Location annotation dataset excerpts
▶

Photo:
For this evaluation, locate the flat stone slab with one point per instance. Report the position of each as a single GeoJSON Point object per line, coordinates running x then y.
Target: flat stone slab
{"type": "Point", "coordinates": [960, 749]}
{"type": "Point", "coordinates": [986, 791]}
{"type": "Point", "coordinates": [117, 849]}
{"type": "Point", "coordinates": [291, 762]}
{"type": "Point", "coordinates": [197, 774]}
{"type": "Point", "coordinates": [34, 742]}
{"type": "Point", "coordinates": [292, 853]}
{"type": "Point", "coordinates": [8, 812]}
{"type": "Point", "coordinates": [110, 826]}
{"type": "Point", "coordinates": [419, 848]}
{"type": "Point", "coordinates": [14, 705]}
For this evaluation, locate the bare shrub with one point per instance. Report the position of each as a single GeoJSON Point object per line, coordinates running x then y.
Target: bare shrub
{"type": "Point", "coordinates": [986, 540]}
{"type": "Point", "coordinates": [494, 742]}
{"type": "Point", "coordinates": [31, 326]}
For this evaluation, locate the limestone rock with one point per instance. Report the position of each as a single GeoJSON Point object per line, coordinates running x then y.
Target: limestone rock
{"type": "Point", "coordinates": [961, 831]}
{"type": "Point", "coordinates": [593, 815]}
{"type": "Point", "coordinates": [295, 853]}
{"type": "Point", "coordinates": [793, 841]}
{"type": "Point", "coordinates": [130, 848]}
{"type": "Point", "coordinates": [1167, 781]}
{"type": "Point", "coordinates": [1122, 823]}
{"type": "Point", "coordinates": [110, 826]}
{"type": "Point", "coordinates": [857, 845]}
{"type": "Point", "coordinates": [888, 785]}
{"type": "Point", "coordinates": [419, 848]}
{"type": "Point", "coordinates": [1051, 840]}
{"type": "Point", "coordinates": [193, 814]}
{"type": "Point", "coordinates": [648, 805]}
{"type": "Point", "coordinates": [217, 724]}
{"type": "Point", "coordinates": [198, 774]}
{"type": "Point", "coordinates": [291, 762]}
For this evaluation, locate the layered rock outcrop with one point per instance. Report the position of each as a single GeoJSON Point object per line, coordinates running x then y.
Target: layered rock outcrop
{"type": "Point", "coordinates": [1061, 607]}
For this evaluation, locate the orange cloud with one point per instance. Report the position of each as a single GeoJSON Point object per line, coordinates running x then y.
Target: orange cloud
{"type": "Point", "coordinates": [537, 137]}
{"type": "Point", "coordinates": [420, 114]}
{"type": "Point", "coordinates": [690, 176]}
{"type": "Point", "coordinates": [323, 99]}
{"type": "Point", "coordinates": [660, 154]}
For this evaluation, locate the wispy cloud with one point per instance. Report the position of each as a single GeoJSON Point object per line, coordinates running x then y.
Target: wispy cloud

◀

- **Exercise requirements**
Reproduce the part of the records that opens with the line containing "For this evaluation, locate the limestone" and runs through the end of the records, requests included, shifting every coordinate value in the answers up by 87.

- **Solution for this task**
For this evaluation, locate the limestone rock with one point per instance. Report the position of each as a single GeoJSON Point object per line, coordinates running x then y.
Target: limestone rock
{"type": "Point", "coordinates": [1048, 918]}
{"type": "Point", "coordinates": [680, 902]}
{"type": "Point", "coordinates": [382, 940]}
{"type": "Point", "coordinates": [880, 928]}
{"type": "Point", "coordinates": [217, 935]}
{"type": "Point", "coordinates": [1254, 868]}
{"type": "Point", "coordinates": [1209, 910]}
{"type": "Point", "coordinates": [197, 913]}
{"type": "Point", "coordinates": [944, 932]}
{"type": "Point", "coordinates": [975, 872]}
{"type": "Point", "coordinates": [506, 935]}
{"type": "Point", "coordinates": [1138, 927]}
{"type": "Point", "coordinates": [280, 901]}
{"type": "Point", "coordinates": [735, 892]}
{"type": "Point", "coordinates": [304, 811]}
{"type": "Point", "coordinates": [285, 861]}
{"type": "Point", "coordinates": [378, 849]}
For this evaluation, locate the layered rock outcrop with one point per instance. Report the position of each as a single GeoJSON Point object per line, coordinates running x then y.
Target: layered rock outcrop
{"type": "Point", "coordinates": [1148, 694]}
For this evaluation, locate the orange cloud with one point per instance. Report the position of each as a single GeoJSON Point object per line, coordinates running x then y.
Target: orange cloud
{"type": "Point", "coordinates": [624, 224]}
{"type": "Point", "coordinates": [507, 201]}
{"type": "Point", "coordinates": [777, 263]}
{"type": "Point", "coordinates": [410, 186]}
{"type": "Point", "coordinates": [747, 241]}
For this evaluation, locate the wispy cloud with one point per instance. Report the position of each as a single GeoJSON Point object per line, coordinates running x then y.
Target: wispy cloud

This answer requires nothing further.